# [EXCERPT]
Idalia Fernandez and George Cushman

By Ellen Guettler

Idalia Fernandez's framed college diploma hangs on the wall in her mother's Florida home.

Fernandez says she spent late nights studying and worked to pay her tuition - she earned the degree. But her mother made it possible. She brought the family to the United States from Honduras. She had only a fifth grade education. She cleaned houses and worked retail to keep the family afloat.

In return, Fernandez wanted to make her mother proud.




Fernandez's voice still trembles when she remembers the day she got her diploma.

"I just felt like I had broken through something," she says. "I broke down. I gave it to my mom and said, 'This is for you.' So it's framed in her house, not mine."

Fernandez went on to be a financial analyst. There were no other Latinas in her professional circle. Others hadn't broken through as she had. Fernandez felt like her success came with a responsibility.

"If I had figured it out on my own with little resources, with little knowledge, but all the love and support from my family, then I had an obligation to go back and help others do the same," Fernandez says.

She started working for the Hispanic College Fund (HCF), an organization that encourages Latino students to go to college and become professionals. She is now the organization's president.

The HCF runs a $2.2 million annual scholarship fund for Latino students.

It also runs a four-day symposium where students are drilled with the importance of a degree. There's a ton of information about financial aid, since the average family income of an HCF student is just over $20,000 a year. Students are also matched with mentors so they can see people like themselves who are making it.

HCF administrators say most of the students they work with do make it through college. But they're bucking a national trend.

Young Latinos are the fastest-growing segment of the population, but they're the least likely to have college degrees. Thirteen percent of Hispanics in the United States have a bachelor's degree or higher, compared to 53 percent of Asians, 33 percent of non-Hispanic whites and 20 percent of African-Americans.

These numbers worry George Cushman. He works with Fernandez at the Hispanic College Fund as the vice president of programs.

"We're in a lot of trouble in the country because the number of white professionals leaving the work force is so large," Cushman explains. "The largest population to replace them, the fastest-growing youth population, are Latinos. And they're getting degrees at a third the rate. This creates a vacuum that is going to result in a lessening of the security and the economy in the country."

Cushman's college diploma isn't on his mother's wall. He thinks it's stored away in a closet. That's because his graduation was no big deal to him. He assumed he'd get there.

"My family's been in this country for a long time," Cushman says. "I'm white. I've never had a question that [somebody] believed in me. Everybody looked at me and said, 'Of course, he's going to be very successful.'"

# [THE TASK]
Continue the article about Idalia Fernandez and George Cushman, picking up right after Cushman's remark that everybody expected him to be very successful. The lines that follow have no connection to the article about Idalia Fernandez and George Cushman.

# [Source data]
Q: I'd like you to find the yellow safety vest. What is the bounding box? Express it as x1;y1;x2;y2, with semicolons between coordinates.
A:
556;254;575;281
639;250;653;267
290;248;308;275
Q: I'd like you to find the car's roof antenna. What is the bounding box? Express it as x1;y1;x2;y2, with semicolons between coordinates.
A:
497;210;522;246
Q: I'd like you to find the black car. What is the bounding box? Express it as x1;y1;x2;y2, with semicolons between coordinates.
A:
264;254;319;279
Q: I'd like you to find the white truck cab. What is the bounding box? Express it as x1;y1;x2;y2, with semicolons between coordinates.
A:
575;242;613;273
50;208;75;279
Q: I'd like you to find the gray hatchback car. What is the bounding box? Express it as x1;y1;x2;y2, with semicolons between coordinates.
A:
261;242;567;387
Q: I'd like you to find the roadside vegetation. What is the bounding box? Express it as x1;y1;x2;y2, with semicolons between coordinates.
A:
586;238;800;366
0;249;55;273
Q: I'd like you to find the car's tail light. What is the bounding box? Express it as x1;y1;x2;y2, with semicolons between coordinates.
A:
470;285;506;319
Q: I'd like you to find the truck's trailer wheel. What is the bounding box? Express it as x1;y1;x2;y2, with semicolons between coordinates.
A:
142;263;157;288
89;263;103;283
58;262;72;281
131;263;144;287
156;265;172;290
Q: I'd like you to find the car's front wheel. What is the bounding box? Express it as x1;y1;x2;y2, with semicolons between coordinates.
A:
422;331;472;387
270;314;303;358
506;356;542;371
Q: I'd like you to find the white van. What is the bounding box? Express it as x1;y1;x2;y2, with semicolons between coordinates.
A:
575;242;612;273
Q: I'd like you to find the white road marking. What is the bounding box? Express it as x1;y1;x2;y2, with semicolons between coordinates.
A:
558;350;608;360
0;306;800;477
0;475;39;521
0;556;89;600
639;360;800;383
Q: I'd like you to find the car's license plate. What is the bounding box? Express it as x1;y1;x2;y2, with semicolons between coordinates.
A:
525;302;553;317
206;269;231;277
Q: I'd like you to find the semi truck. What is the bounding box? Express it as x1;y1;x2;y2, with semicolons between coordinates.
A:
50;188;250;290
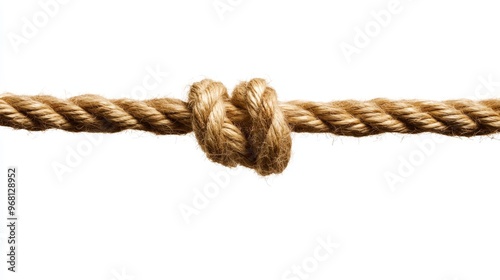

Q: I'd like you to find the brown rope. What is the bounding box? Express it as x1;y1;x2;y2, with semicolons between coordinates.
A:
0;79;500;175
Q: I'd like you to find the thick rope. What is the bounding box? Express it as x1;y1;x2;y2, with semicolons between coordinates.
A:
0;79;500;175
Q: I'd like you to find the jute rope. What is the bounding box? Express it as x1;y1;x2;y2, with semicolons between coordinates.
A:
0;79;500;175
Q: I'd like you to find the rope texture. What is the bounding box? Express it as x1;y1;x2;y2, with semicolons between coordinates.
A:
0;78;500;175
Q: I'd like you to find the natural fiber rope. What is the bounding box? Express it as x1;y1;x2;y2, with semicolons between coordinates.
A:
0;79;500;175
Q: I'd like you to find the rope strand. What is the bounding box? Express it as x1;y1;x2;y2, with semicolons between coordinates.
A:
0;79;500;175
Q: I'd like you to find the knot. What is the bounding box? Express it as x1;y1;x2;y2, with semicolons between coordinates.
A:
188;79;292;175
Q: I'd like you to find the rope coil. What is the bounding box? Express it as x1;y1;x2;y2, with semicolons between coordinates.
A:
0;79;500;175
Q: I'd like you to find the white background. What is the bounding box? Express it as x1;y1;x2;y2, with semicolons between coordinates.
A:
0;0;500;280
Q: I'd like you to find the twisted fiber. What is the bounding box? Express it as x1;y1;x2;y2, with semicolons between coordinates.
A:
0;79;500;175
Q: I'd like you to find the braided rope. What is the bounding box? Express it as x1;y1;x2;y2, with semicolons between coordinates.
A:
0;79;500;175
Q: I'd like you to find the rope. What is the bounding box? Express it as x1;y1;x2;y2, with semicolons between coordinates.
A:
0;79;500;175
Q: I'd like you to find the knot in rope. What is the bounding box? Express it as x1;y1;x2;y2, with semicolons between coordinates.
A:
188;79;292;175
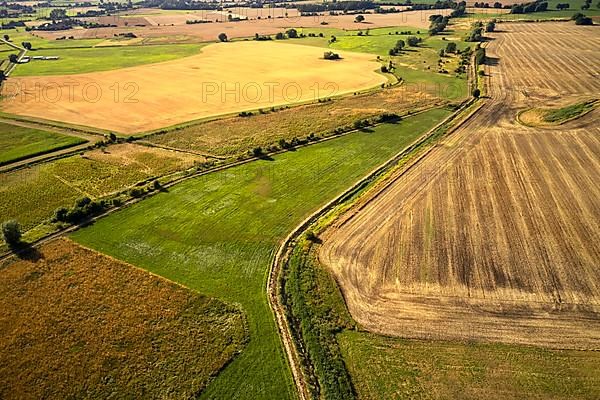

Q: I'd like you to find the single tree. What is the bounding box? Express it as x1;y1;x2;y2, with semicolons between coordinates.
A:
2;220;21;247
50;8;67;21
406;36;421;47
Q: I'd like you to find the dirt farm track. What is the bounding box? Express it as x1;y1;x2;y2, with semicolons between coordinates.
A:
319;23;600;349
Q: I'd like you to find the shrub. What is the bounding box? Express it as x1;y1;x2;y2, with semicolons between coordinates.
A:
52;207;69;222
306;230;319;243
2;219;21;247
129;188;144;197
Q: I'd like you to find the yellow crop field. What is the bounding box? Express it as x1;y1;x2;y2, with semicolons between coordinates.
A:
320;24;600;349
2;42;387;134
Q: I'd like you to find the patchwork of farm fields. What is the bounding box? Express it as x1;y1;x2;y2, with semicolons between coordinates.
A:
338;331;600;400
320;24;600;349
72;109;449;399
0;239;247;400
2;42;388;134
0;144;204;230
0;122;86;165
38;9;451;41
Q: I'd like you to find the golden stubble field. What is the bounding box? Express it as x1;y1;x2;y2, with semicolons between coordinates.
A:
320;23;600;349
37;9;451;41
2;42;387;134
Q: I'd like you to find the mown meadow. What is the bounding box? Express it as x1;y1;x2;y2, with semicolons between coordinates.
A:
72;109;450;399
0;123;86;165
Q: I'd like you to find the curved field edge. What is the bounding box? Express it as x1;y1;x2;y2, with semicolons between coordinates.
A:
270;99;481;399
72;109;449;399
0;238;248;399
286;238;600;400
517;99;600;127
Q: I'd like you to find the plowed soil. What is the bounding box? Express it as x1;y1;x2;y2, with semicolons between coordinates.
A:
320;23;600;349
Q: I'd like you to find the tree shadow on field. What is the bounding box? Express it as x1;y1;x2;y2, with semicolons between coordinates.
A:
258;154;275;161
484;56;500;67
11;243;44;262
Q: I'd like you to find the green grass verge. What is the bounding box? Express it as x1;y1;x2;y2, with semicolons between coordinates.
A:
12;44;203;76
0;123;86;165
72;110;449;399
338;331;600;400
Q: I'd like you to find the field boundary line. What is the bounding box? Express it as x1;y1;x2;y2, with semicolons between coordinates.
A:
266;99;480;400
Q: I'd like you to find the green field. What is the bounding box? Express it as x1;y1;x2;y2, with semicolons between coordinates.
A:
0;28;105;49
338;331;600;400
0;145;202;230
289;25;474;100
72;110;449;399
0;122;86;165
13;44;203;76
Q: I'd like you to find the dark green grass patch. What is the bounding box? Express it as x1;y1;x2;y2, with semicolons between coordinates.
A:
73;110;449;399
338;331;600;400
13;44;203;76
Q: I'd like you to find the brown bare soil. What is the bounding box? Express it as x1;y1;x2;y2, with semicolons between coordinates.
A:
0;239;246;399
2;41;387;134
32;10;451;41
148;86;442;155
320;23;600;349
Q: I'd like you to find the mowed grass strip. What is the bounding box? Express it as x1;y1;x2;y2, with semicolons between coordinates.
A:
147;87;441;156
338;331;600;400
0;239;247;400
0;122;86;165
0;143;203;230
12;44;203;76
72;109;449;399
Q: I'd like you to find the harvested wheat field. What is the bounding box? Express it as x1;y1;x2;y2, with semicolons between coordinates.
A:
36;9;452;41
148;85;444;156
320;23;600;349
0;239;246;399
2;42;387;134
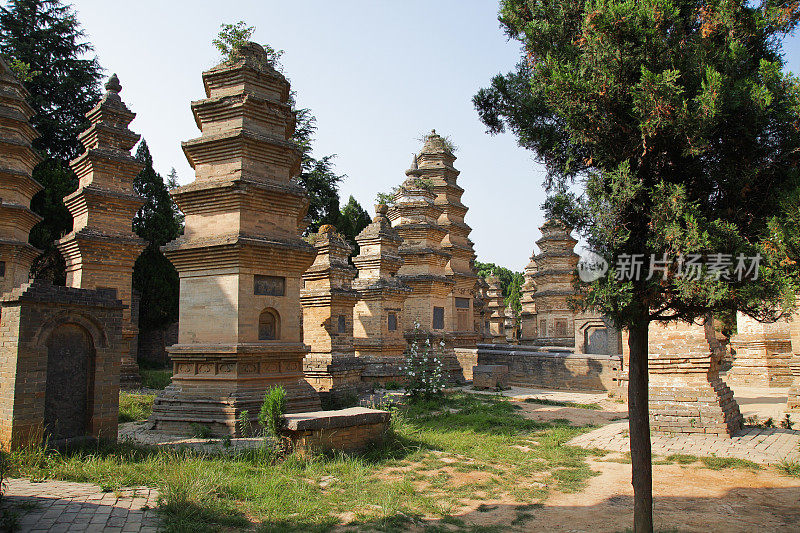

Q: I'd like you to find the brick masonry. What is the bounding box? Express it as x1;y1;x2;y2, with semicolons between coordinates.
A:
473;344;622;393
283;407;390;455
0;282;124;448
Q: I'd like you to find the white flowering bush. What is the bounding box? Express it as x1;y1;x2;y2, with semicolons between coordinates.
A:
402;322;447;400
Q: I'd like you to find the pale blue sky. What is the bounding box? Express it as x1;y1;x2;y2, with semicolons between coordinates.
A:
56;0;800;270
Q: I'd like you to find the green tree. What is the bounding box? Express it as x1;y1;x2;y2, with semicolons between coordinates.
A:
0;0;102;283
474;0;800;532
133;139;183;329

# [ANSWER FOR THE TASK]
But the students targeted by HCF programs don't enjoy the same certainty. In addition to the cost of college, these students have to contend with language barriers, discrimination, family pressures, and their own expectations of what they can and should achieve.

HCF tries to tackle all of these things. And the strategies they use to motivate students might not be what you'd expect.

Other programs for high school kids tout the higher earnings college graduates make. A degree can lead to a big house and big car in the student's future. But when they first started running the college symposium, Cushman and Fernandez quickly learned that this was not a successful pitch to Hispanic young people.

"When we first did this," Cushman says, "we looked at the students and they were looking at each other saying, 'How do I explain this to my parents? My house isn't good enough? The car isn't good enough? They're working two jobs, each of them. They're killing themselves and it isn't good enough?'"

Fernandez says the best motivator for their students is the desire to help their own community.

"They all want to give back in some significant way," Fernandez explains. "They want to change their world. And so the appeal is, you can do that with a college education."

She says many students have grown up in poor neighborhoods. They've seen gang violence, suffering and injustice. These experiences motivate them.

"If you go to a hospital and you saw that a family member didn't get the health care they needed because someone didn't understand their language and dismissed them, then you're the one that needs to become the health care provider who's bilingual and who's going to serve the Latino community," she says.

HCF students say getting an education is the best way to repay the debt of gratitude they feel toward their parents. It's the same feeling Idalia Fernandez had when she received her diploma at her college graduation.

And George Cushman says he's moved by that spirit of giving back.

"That is what America is all about," Cushman says. "[I]t's truly an American way of doing things."